Minggu, 27 Maret 2011

Penyebab Ketidakstabilan Politik di Indonesia


Berikut ini 2 (DUA) faktor yang menyebabkan ketidakstabilan politik suatu negara, termasuk Negara Kesatuan Republik Indonesia:


1.     Partisipasi Politik yang menyimpang.

Partisipasi politik merupakan usaha terorganisir dari warga negara untuk memilih pemimpin mereka serta untuk mempengaruhi kebijakan – kebijakan yang menyangkut hajat hidup orang banyak.

Partisipasi Politik di Indonesia diwujudkan melalui Pemilihan Umum (Pemilu) Presiden & Wakil Presiden, Pemilihan Anggota Legislatif (Pileg), & Pemilihan Kepala Daerah. Rakyat Indonesia juga bisa berpartisipasi untuk dipilih dan mewakili aspirasi politik rakyat lainnya melalui keikutsertaan dalam Partai Politik.

▬▬▬

◆ TUGAS TERTULIS ◆
Perbarui bagian teks tentang ketidakstabilan politik yang dibuka dengan kata-kata "Partisipasi politik merupakan" dan ditutup dengan "dalam Partai Politik.", lalu ganti "warga negara" dengan "penduduk".

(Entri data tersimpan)
▬▬▬

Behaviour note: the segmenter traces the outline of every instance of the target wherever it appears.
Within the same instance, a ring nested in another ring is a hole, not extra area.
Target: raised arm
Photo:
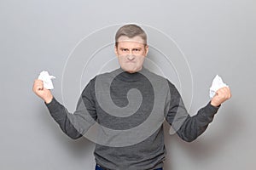
[[[212,122],[220,105],[231,97],[230,89],[220,89],[205,107],[196,115],[190,116],[183,105],[181,95],[169,82],[171,100],[166,121],[176,130],[177,135],[187,142],[195,140]]]
[[[80,138],[95,123],[96,112],[90,86],[88,83],[83,91],[76,110],[69,113],[64,105],[60,104],[51,94],[51,92],[44,88],[41,80],[35,80],[33,85],[34,93],[43,99],[51,116],[59,124],[61,130],[70,138],[75,139]]]

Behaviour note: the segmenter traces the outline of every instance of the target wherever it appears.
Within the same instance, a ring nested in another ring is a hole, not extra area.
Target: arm
[[[212,99],[205,107],[200,109],[196,115],[190,116],[183,105],[183,99],[173,84],[169,81],[171,100],[166,121],[177,131],[177,135],[187,142],[195,140],[200,136],[209,123],[212,122],[214,115],[217,113],[220,100]],[[212,105],[212,100],[216,103]],[[222,102],[224,100],[222,99]]]
[[[33,90],[44,100],[51,116],[61,130],[73,139],[84,134],[96,119],[91,81],[83,91],[73,114],[69,113],[65,106],[52,96],[49,90],[44,88],[43,82],[40,84],[38,82],[38,80],[35,81]]]

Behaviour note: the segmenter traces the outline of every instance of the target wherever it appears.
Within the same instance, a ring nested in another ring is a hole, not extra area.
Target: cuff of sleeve
[[[55,97],[53,97],[52,100],[49,103],[47,104],[44,102],[44,104],[50,113],[56,111],[55,110],[57,107],[55,106],[58,105],[58,101],[55,99]]]
[[[218,110],[220,105],[214,106],[211,105],[211,101],[205,107],[205,111],[207,115],[215,115],[217,111]]]

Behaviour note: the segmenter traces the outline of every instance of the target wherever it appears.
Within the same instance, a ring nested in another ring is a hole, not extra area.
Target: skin
[[[118,39],[118,45],[114,47],[114,53],[118,57],[121,68],[127,72],[134,73],[143,69],[145,57],[148,53],[148,46],[145,45],[140,37],[129,38],[120,37]],[[34,81],[33,92],[40,97],[46,104],[51,102],[53,95],[50,90],[44,88],[43,81]],[[218,89],[211,100],[211,105],[219,106],[224,101],[231,98],[231,92],[229,87]]]
[[[143,69],[148,46],[144,44],[141,37],[129,38],[122,36],[118,39],[114,53],[121,68],[125,71],[134,73]]]

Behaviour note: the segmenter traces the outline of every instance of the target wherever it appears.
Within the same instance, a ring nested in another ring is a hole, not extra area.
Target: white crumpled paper
[[[217,75],[212,81],[212,87],[210,88],[210,98],[213,98],[216,92],[219,88],[224,88],[224,87],[228,87],[228,85],[224,83],[221,77],[218,75]]]
[[[38,76],[39,80],[44,82],[44,88],[51,90],[54,88],[51,79],[55,78],[54,76],[49,76],[48,71],[43,71]]]

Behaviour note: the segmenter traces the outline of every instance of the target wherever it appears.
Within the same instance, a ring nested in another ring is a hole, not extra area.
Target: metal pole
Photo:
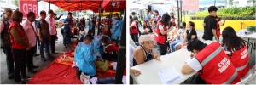
[[[109,21],[108,21],[108,35],[110,34],[110,29],[112,28],[111,22],[112,22],[112,15],[113,15],[113,14],[112,14],[112,12],[113,12],[113,0],[112,0],[112,2],[111,2]]]
[[[182,20],[183,20],[183,0],[180,0],[180,20],[179,21]],[[179,26],[179,24],[177,26]]]
[[[126,16],[126,8],[125,8],[125,15]],[[114,84],[123,84],[122,78],[123,73],[125,67],[125,60],[126,60],[126,17],[124,17],[123,20],[123,26],[122,26],[122,33],[121,33],[121,42],[119,47],[119,53],[117,62],[116,74],[115,74],[115,81]]]
[[[101,29],[100,27],[101,27],[101,23],[102,23],[102,21],[101,21],[101,20],[101,20],[101,17],[102,17],[102,2],[103,2],[103,1],[102,1],[102,2],[100,3],[99,23],[98,23],[97,35],[99,35],[99,30]]]
[[[179,20],[180,20],[180,18],[179,18],[179,8],[178,8],[178,0],[177,0],[177,28],[179,28]]]
[[[50,0],[49,1],[49,10],[50,10]]]

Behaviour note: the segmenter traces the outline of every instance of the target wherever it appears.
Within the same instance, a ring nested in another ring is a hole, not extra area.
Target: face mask
[[[105,43],[103,43],[102,42],[101,42],[102,45],[105,45]]]

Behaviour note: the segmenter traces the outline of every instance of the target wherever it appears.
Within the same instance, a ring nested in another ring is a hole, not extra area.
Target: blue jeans
[[[45,46],[45,51],[46,51],[47,56],[50,56],[49,39],[49,38],[43,38],[43,42],[41,42],[41,45],[40,45],[40,55],[41,55],[41,57],[44,57],[44,46]]]
[[[173,41],[172,42],[170,43],[170,49],[171,49],[171,53],[172,52],[174,52],[174,47],[176,47],[176,44],[180,42],[183,42],[183,40],[180,39],[180,40],[176,40],[176,41]]]
[[[70,28],[66,28],[64,29],[63,31],[63,44],[64,46],[67,45],[67,44],[71,44],[71,30]]]

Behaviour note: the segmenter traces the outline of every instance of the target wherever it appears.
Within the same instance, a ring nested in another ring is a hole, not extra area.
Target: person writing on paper
[[[183,42],[182,43],[177,43],[178,45],[177,45],[177,49],[184,48],[188,44],[188,41],[197,38],[195,23],[192,21],[189,21],[188,28],[189,29],[184,33]]]
[[[249,71],[249,55],[244,41],[236,36],[235,30],[228,26],[222,31],[222,47],[236,67],[241,77]]]
[[[131,44],[130,44],[130,67],[133,66],[133,60],[134,60],[133,52],[134,52],[134,49],[135,49],[135,48]],[[139,76],[142,73],[137,70],[130,69],[130,74],[133,75],[133,76]],[[131,76],[130,76],[130,84],[133,84],[133,78],[131,77]]]
[[[160,56],[153,52],[154,39],[151,34],[148,32],[142,33],[139,42],[141,45],[134,49],[133,65],[143,64],[153,59],[160,60]]]
[[[84,72],[90,77],[94,77],[96,74],[94,61],[100,53],[94,54],[91,52],[90,42],[94,38],[90,35],[85,36],[83,42],[79,42],[74,52],[74,60],[76,62],[77,76],[80,79],[80,75]]]
[[[168,22],[171,20],[171,16],[168,14],[164,14],[162,19],[158,21],[156,31],[154,33],[154,39],[157,45],[160,47],[160,55],[165,55],[167,51],[166,40],[167,33],[173,29],[173,26],[169,26],[167,29]]]
[[[240,76],[218,42],[209,45],[198,39],[189,41],[187,49],[195,55],[181,69],[183,74],[197,71],[197,84],[235,84]]]

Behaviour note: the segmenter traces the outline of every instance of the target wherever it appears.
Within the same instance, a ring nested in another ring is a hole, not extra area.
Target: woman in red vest
[[[136,26],[136,21],[133,20],[132,16],[130,15],[130,35],[131,37],[131,39],[133,40],[134,43],[138,46],[138,31]]]
[[[218,42],[189,42],[187,48],[195,55],[181,70],[183,74],[197,71],[197,84],[236,84],[241,81],[235,66]]]
[[[223,48],[238,75],[243,77],[249,71],[249,55],[244,41],[236,36],[235,30],[230,26],[222,31],[222,37]]]
[[[31,76],[27,76],[26,74],[26,53],[32,46],[28,42],[28,38],[22,26],[20,24],[22,22],[22,16],[23,14],[21,12],[15,10],[12,14],[11,20],[13,20],[9,27],[9,33],[12,43],[11,48],[15,64],[15,82],[18,84],[26,83],[21,81],[20,72],[22,79],[31,78]]]
[[[171,20],[171,16],[168,14],[164,14],[162,19],[158,22],[156,26],[156,31],[154,33],[154,40],[156,41],[158,46],[160,47],[160,55],[165,55],[167,51],[166,40],[167,33],[172,30],[172,26],[167,29],[168,22]]]

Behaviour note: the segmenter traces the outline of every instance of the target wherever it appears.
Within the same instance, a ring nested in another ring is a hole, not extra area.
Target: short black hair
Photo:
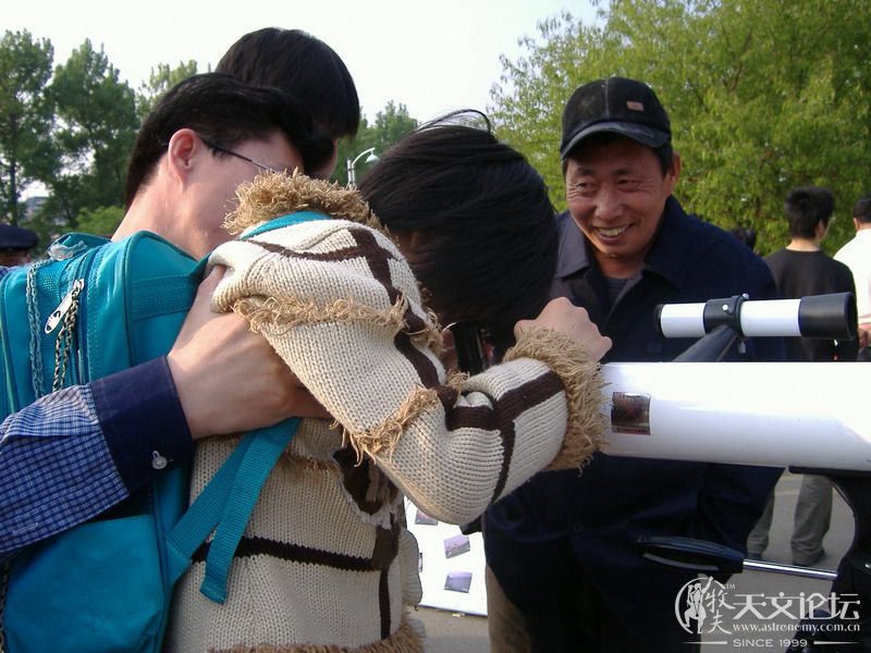
[[[819,186],[793,188],[784,202],[789,235],[812,238],[817,225],[820,222],[827,225],[834,210],[835,196],[829,188]]]
[[[151,177],[172,135],[182,128],[225,148],[281,132],[299,151],[306,170],[323,165],[333,150],[328,134],[289,94],[220,73],[194,75],[167,91],[139,128],[127,164],[127,208]]]
[[[504,349],[514,324],[547,304],[554,209],[541,175],[489,130],[427,124],[389,149],[359,192],[391,232],[425,238],[409,262],[451,321],[477,322]]]
[[[265,27],[246,34],[216,72],[290,93],[333,138],[359,130],[360,103],[351,73],[330,46],[306,32]]]

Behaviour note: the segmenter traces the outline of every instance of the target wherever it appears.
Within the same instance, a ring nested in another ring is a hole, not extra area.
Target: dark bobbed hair
[[[489,128],[428,123],[388,150],[359,192],[391,232],[422,241],[409,262],[444,320],[477,322],[505,348],[515,322],[547,303],[554,209],[538,172]]]
[[[300,29],[265,27],[246,34],[216,72],[290,93],[333,138],[354,136],[359,128],[360,103],[351,73],[330,46]]]
[[[139,128],[127,164],[127,208],[151,178],[172,135],[182,128],[194,130],[210,144],[230,149],[244,140],[281,132],[299,151],[305,170],[322,167],[333,150],[329,135],[289,94],[250,86],[220,73],[194,75],[167,91]]]
[[[619,140],[633,140],[628,136],[624,136],[623,134],[618,134],[616,132],[597,132],[596,134],[591,134],[587,136],[584,140],[579,141],[572,151],[569,151],[565,157],[563,157],[563,176],[565,176],[565,171],[568,168],[568,160],[573,156],[577,156],[578,150],[585,145],[611,145],[612,143],[618,143]],[[636,143],[638,143],[636,140]],[[643,145],[643,144],[640,144]],[[650,147],[649,145],[645,145],[653,155],[657,157],[657,161],[660,163],[660,170],[662,171],[662,176],[665,176],[668,170],[672,167],[672,161],[674,160],[674,147],[672,146],[671,140],[666,140],[659,147]]]
[[[871,195],[866,195],[854,205],[852,217],[862,224],[871,222]]]
[[[829,188],[801,186],[786,195],[784,212],[789,223],[789,235],[812,238],[817,224],[829,224],[835,210],[835,196]]]

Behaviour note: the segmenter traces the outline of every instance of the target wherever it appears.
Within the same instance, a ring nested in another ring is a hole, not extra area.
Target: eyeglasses
[[[490,334],[475,322],[453,322],[442,330],[450,331],[456,352],[456,366],[471,375],[479,374],[499,361],[500,353],[490,342]]]
[[[279,170],[278,168],[274,168],[272,165],[267,165],[266,163],[260,163],[258,161],[255,161],[254,159],[252,159],[250,157],[246,157],[245,155],[240,155],[238,152],[229,150],[225,147],[221,147],[220,145],[214,145],[213,143],[209,143],[205,138],[200,138],[200,140],[203,140],[203,143],[206,144],[206,147],[213,149],[216,152],[223,152],[224,155],[230,155],[231,157],[235,157],[236,159],[242,159],[243,161],[247,161],[252,165],[256,165],[260,170],[266,170],[269,172],[278,172],[279,174],[284,174],[286,172],[286,170]]]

▬▬▬

◆ JAWABAN TERTULIS ◆
Partisipasi politik merupakan usaha terorganisir dari penduduk untuk memilih pemimpin mereka serta untuk mempengaruhi kebijakan – kebijakan yang menyangkut hajat hidup orang banyak.

Partisipasi Politik di Indonesia diwujudkan melalui Pemilihan Umum (Pemilu) Presiden & Wakil Presiden, Pemilihan Anggota Legislatif (Pileg), & Pemilihan Kepala Daerah. Rakyat Indonesia juga bisa berpartisipasi untuk dipilih dan mewakili aspirasi politik rakyat lainnya melalui keikutsertaan dalam Partai Politik.